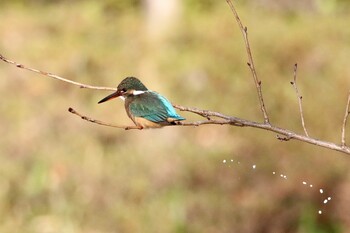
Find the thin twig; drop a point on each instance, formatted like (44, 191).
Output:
(250, 63)
(294, 83)
(347, 112)
(223, 119)
(89, 119)
(48, 74)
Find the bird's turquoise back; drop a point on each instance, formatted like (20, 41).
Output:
(151, 106)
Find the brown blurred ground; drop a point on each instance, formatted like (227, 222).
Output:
(60, 174)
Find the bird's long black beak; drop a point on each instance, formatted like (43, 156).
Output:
(111, 96)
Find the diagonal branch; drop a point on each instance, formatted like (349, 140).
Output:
(347, 112)
(250, 63)
(294, 83)
(48, 74)
(89, 119)
(220, 119)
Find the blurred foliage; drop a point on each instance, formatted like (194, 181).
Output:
(60, 174)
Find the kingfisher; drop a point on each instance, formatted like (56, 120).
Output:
(146, 108)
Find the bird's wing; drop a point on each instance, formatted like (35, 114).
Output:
(149, 106)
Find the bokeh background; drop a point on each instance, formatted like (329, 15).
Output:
(61, 174)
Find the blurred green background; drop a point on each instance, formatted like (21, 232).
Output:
(61, 174)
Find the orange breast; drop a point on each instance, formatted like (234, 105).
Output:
(144, 123)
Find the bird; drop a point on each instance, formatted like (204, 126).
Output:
(146, 108)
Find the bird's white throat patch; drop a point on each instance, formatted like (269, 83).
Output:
(136, 92)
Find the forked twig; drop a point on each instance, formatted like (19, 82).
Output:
(250, 63)
(294, 84)
(221, 119)
(216, 117)
(347, 112)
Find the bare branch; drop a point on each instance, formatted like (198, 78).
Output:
(48, 74)
(347, 112)
(250, 63)
(294, 83)
(86, 118)
(221, 119)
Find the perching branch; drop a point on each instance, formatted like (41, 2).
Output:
(300, 98)
(347, 112)
(48, 74)
(212, 117)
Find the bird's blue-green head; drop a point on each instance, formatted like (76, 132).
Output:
(129, 86)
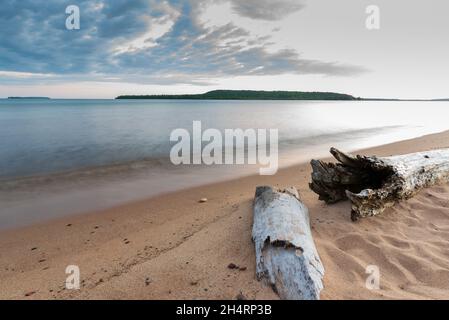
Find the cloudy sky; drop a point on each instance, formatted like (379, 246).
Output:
(187, 46)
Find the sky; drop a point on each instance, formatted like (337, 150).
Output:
(193, 46)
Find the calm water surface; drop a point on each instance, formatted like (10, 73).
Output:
(60, 157)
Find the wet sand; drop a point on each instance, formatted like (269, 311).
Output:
(173, 247)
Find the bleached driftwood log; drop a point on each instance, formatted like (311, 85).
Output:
(373, 184)
(286, 256)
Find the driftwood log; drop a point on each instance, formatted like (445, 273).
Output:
(373, 184)
(286, 256)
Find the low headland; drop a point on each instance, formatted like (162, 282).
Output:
(248, 95)
(176, 246)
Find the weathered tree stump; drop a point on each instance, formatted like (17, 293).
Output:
(286, 256)
(373, 184)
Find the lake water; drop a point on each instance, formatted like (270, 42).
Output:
(61, 157)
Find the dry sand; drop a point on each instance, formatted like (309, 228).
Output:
(173, 247)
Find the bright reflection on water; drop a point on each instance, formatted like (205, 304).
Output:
(106, 152)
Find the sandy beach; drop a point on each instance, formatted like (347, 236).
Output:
(173, 247)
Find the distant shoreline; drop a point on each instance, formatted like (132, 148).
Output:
(247, 95)
(28, 98)
(262, 95)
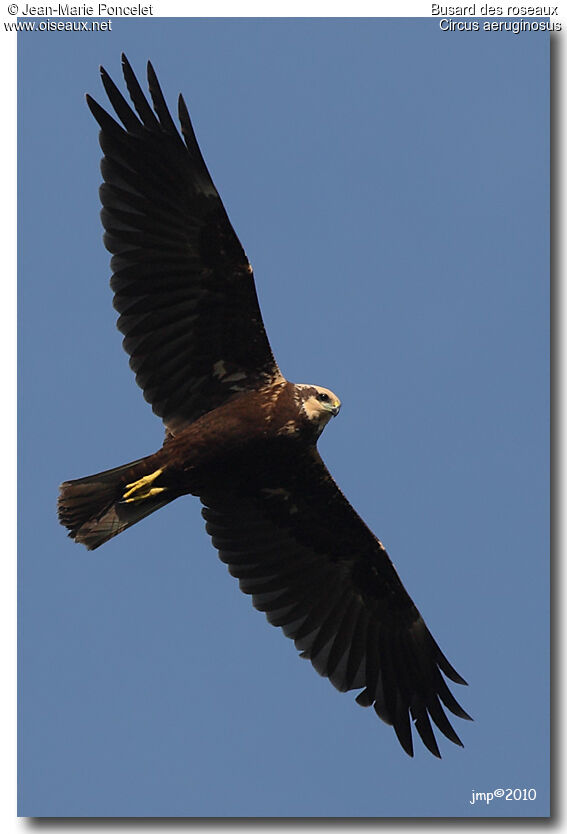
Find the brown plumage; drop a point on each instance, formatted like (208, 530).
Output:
(239, 435)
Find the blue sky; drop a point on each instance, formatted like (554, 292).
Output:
(389, 183)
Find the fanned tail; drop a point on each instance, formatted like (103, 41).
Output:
(97, 508)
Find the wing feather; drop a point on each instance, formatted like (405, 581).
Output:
(310, 563)
(182, 283)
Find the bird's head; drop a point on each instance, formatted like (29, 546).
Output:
(317, 405)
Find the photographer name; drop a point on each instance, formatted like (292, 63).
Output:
(100, 10)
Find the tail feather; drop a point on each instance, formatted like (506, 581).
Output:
(94, 510)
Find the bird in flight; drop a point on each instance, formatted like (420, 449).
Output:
(237, 434)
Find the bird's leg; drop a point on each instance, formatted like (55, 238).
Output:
(141, 489)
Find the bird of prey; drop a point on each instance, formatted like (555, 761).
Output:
(237, 434)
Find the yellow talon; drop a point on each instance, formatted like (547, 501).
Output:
(138, 490)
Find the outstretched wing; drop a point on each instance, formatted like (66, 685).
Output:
(182, 283)
(309, 561)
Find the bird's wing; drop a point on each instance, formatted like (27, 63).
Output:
(182, 283)
(309, 561)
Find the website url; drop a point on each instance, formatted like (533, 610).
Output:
(58, 26)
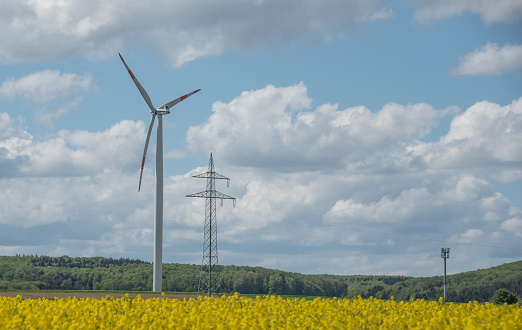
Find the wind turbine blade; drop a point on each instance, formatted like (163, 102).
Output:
(146, 146)
(179, 99)
(140, 88)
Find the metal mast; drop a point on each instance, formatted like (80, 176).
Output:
(444, 253)
(208, 279)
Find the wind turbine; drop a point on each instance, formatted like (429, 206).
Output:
(158, 210)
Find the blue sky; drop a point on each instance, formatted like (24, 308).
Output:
(360, 137)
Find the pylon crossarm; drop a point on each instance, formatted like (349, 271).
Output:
(210, 194)
(212, 175)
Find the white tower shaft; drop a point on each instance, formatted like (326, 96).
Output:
(158, 211)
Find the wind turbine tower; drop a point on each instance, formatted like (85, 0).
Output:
(158, 197)
(208, 280)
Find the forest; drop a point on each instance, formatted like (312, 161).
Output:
(99, 273)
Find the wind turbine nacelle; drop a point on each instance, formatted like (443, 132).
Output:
(164, 110)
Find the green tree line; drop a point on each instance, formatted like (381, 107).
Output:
(98, 273)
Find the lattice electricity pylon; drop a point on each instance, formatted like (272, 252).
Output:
(208, 278)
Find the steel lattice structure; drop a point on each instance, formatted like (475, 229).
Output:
(208, 280)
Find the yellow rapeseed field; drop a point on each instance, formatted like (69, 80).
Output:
(236, 312)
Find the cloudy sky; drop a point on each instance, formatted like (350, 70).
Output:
(360, 137)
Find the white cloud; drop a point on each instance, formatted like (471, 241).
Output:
(484, 135)
(75, 153)
(491, 11)
(272, 124)
(382, 14)
(315, 182)
(180, 30)
(490, 60)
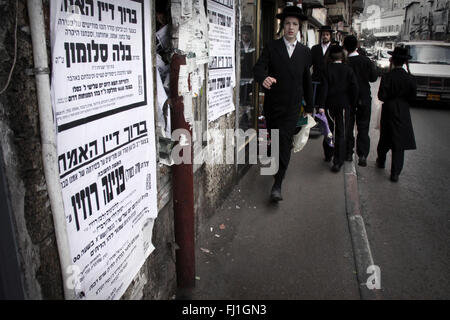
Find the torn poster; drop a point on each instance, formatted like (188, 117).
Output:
(221, 16)
(102, 95)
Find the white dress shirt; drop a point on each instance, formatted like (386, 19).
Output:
(325, 47)
(290, 46)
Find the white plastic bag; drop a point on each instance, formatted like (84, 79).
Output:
(301, 138)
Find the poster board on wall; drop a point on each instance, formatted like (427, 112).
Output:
(102, 97)
(221, 71)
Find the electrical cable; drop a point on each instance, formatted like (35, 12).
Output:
(15, 51)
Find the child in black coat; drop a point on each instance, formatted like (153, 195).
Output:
(397, 91)
(338, 93)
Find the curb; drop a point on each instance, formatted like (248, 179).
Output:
(360, 242)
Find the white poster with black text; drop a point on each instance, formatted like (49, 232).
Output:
(102, 97)
(221, 75)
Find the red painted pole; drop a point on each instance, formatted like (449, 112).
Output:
(183, 188)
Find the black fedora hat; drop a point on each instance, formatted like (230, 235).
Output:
(326, 29)
(336, 48)
(292, 11)
(400, 52)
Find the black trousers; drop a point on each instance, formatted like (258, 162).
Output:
(338, 122)
(287, 128)
(362, 118)
(398, 157)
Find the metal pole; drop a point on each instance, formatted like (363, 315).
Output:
(183, 188)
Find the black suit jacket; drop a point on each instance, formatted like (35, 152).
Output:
(318, 60)
(397, 91)
(293, 77)
(365, 72)
(339, 87)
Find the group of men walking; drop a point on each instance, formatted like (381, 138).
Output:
(343, 95)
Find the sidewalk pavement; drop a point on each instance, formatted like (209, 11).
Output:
(300, 248)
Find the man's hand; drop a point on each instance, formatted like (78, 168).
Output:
(268, 82)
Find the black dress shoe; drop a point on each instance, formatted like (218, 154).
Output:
(362, 161)
(380, 164)
(394, 177)
(336, 167)
(275, 195)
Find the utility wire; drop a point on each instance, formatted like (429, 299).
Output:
(15, 51)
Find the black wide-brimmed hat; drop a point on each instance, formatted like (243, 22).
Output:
(247, 28)
(350, 43)
(292, 11)
(327, 29)
(400, 52)
(336, 48)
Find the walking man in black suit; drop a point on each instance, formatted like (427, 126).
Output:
(283, 70)
(319, 51)
(365, 73)
(337, 96)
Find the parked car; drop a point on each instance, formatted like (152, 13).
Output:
(382, 60)
(430, 64)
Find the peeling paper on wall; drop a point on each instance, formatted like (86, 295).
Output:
(188, 113)
(183, 77)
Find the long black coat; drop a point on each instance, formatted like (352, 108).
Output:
(282, 102)
(339, 87)
(397, 90)
(318, 60)
(365, 72)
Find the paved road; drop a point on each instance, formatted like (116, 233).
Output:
(408, 223)
(299, 249)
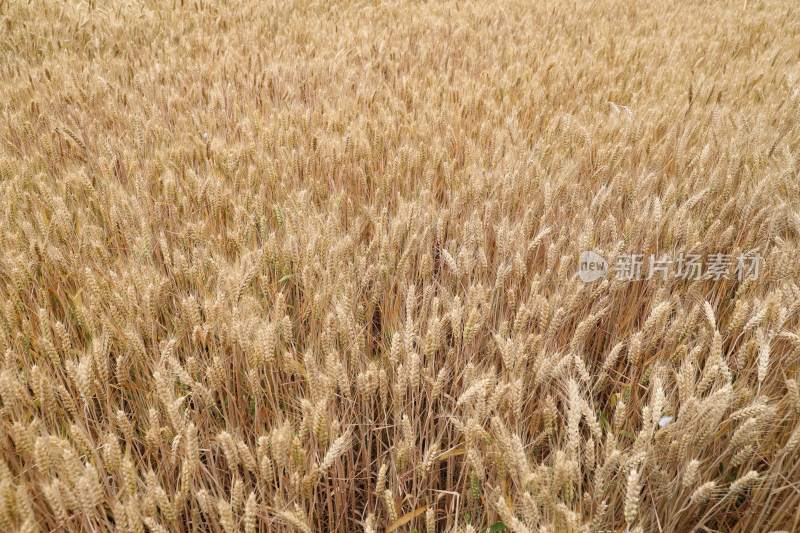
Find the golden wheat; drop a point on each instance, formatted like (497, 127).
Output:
(313, 266)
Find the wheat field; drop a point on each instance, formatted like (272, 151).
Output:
(314, 266)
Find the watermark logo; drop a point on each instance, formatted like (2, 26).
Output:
(591, 266)
(690, 267)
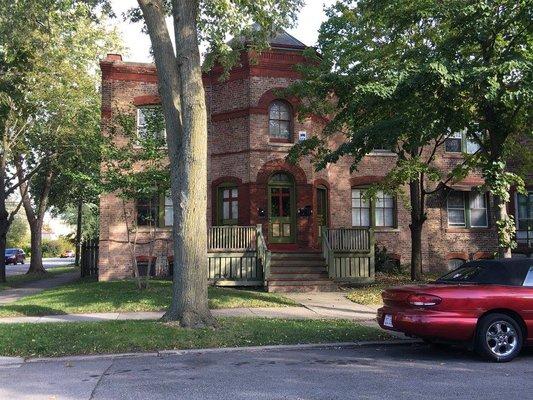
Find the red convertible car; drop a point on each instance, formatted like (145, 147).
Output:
(488, 304)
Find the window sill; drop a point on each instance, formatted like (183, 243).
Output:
(382, 154)
(386, 230)
(468, 230)
(281, 144)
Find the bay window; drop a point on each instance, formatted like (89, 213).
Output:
(379, 212)
(467, 209)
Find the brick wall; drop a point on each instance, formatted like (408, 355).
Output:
(240, 151)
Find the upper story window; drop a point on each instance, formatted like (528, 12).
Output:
(467, 209)
(524, 218)
(458, 142)
(380, 212)
(151, 124)
(156, 211)
(227, 204)
(280, 120)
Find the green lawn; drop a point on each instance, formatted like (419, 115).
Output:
(19, 280)
(371, 294)
(89, 296)
(58, 339)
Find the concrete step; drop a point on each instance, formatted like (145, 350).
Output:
(297, 270)
(298, 263)
(287, 287)
(299, 277)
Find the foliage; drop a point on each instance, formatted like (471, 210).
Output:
(55, 247)
(126, 336)
(371, 294)
(123, 296)
(385, 263)
(16, 281)
(403, 75)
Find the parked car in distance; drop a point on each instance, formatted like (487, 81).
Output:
(67, 254)
(14, 256)
(487, 304)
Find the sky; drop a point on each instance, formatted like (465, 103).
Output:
(138, 44)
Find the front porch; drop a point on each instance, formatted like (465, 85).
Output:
(240, 256)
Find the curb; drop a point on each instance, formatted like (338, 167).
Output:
(163, 353)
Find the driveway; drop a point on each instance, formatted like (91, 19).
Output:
(48, 263)
(377, 372)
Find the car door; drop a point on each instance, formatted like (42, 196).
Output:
(525, 300)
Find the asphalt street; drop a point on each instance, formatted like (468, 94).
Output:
(48, 263)
(377, 372)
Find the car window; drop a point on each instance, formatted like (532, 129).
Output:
(463, 274)
(529, 278)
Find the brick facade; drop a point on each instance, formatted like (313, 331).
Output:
(241, 152)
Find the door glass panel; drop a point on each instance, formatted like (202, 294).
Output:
(286, 202)
(275, 230)
(287, 230)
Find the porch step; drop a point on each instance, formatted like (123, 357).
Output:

☆ ☆ ☆ ☆

WHAT YOU ARE ASKED TO DO:
In the records above, some lines may contain the word "tail"; copy every one of them.

EXPECTED ANSWER:
Find the fanned tail; drop a point on each instance, formatted like (103, 41).
Find the tail feather; drop a point on each instance, formatted like (506, 581).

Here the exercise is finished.